START Document passage

Draycott in the Moors Evacuees of the Second World War

During the Second World War every community in England contributed to the War Effort. Even in the quietest of places the routine of daily life could be radically altered. These ‘Safe Areas’, as they were known, were often a haven for the many evacuees that left the cities and industrial towns. At Butterton in the Staffordshire Moorlands the number of schoolchildren almost doubled with the arrival of seventeen evacuees from Ramsgate. This was similar to Croxden which received twenty evacuees from Manchester.


At Draycott-in-the-Moors John Cope was the newly-appointed headmaster when War was declared in September 1939. In fact Mr Cope had only taken up residence the day before the arrival of forty children from Manchester on September 3rd who were distributed throughout the locality. In addition to being headmaster Cope also discovered that he had been appointed the local billeting officer.


Undeterred, he managed to secure places for all of the forty children and provided accommodation for one of the two teachers who accompanied them. However, he soon found that a ‘considerable portion’ of his time was spent dealing with problems connected with billeting. The school log book which he kept helps to paint a picture of what life was like for both the local children and evacuees.


School opened on September 4th, but only for the Manchester children who were taught by their own teachers. Under a directive from Stafford the local children were not asked to attend until the following week. By the middle of the month, under the approval of the County Inspector, this segregation was abandoned and the evacuees and local children were merged.


During the first Christmas of the War, although the school was closed for the traditional fortnightly holiday, the building itself remained open. This was so that the evacuees would have somewhere for recreation as well as to ‘relieve foster parents of the responsibility of their wards.’ This culminated on December 28th when a party was given for all the children.


That first winter of the War witnessed some particularly heavy snowfalls, probably far worse than previously experienced by the Manchester children. On January 30th 1940 Cope recorded ‘A way has been cut into the school. The snow in the school grounds is as much as 7 feet deep in places, while in the surrounding districts drifts are reported as high as 18 feet. Communication with many farms is impossible and it is not surprising that only 4 Staffordshire children are present. The school, however, is being kept open if only on account of the Manchester children who have been able to get in.’ Despite the prolonged period of severe weather the school managed to survive on its supply of fuel and so was at least warm and dry.

END Document passage

* **To do**
**a)** Using the account of Draycott evacuees above, decide whether each statement agrees with it: (i) Forty children from Manchester arrived at Draycott-in-the-Moors on September 3rd. (ii) Local children began attending school alongside the evacuees on September 4th. (iii) The school ran out of fuel during the severe winter weather. Answer yes or no for each and quote the deciding words.
**b)** Rewrite the paragraph of the Draycott evacuees account that begins "School opened on September 4th" as a short list, keeping its main facts.
**c)** Carry the account of Draycott evacuees forward from its last sentence.

START Record extracts

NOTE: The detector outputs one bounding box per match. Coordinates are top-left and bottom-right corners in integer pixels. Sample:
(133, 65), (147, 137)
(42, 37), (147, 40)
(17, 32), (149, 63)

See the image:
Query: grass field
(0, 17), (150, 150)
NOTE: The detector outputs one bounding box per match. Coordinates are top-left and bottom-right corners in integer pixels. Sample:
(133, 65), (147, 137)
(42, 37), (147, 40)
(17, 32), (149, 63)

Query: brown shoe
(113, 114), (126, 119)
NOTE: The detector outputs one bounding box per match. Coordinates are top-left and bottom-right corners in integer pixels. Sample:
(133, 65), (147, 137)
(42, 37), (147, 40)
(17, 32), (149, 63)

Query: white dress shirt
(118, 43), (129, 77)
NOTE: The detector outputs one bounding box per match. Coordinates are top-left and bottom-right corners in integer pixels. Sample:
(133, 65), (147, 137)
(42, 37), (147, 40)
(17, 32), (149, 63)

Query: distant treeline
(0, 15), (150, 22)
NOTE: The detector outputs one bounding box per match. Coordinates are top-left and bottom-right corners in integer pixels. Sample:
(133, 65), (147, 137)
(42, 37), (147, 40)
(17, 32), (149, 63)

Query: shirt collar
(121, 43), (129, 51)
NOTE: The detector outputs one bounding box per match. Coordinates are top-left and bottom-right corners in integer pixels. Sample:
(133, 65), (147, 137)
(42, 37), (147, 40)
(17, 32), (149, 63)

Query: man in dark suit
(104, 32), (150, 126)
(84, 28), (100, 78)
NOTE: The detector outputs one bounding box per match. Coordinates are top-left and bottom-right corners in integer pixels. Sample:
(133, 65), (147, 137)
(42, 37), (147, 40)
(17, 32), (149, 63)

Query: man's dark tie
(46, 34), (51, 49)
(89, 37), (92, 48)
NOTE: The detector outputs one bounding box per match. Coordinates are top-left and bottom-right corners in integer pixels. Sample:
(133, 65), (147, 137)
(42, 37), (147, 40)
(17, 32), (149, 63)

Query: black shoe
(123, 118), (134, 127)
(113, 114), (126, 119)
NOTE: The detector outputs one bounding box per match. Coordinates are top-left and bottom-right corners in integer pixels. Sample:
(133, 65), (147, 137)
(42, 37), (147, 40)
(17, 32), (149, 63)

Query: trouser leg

END Record extracts

* **Task responses**
**a)**
(i) Yes: "the arrival of forty children from Manchester on September 3rd"
(ii) No: "the local children were not asked to attend until the following week"
(iii) No: "the school managed to survive on its supply of fuel"

**b)**
- September 4th: school opened only for the Manchester children, taught by their own teachers.
- A directive from Stafford kept local children out until the following week.
- By mid-month, with the County Inspector's approval, the segregation ended and the two groups were merged.

**c)**
During the summer of 1940 another large-scale evacuation from the cities of England took place. This time the children came from Dagenham and Gravesend, being moved for ‘military reasons.’ On June 3rd Cope estimated that between 800 and 900 evacuees, along with their teachers, arrived at Cresswell railway station. After being medically examined at Draycott School they were dispersed throughout the villages in the district. Forty remained at Draycott and were billeted by the end of the same day.


From September onwards it was not unusual for the air raid sirens to be heard during the day. These were relatively short, not lasting more than half an hour, when sanctuary would be sought in the shelters at the school. However, Cope also recorded that ‘the nightly visits of the German air force have commenced and there have been sleepless nights. Therefore the registers have not been closed until 10am.’


The school managed to provide a Christmas party each year throughout the War with the exception of 1940 ‘although it was found possible to provide every child with a bottle of milk, a liberal supply of biscuits – and a very rare commodity these days – a bar of chocolate.’


Sadly Cope did not record how the children felt, or individual experiences, but his jottings do provide a fascinating glimpse for those interested in both the history of Draycott and wartime evacuees.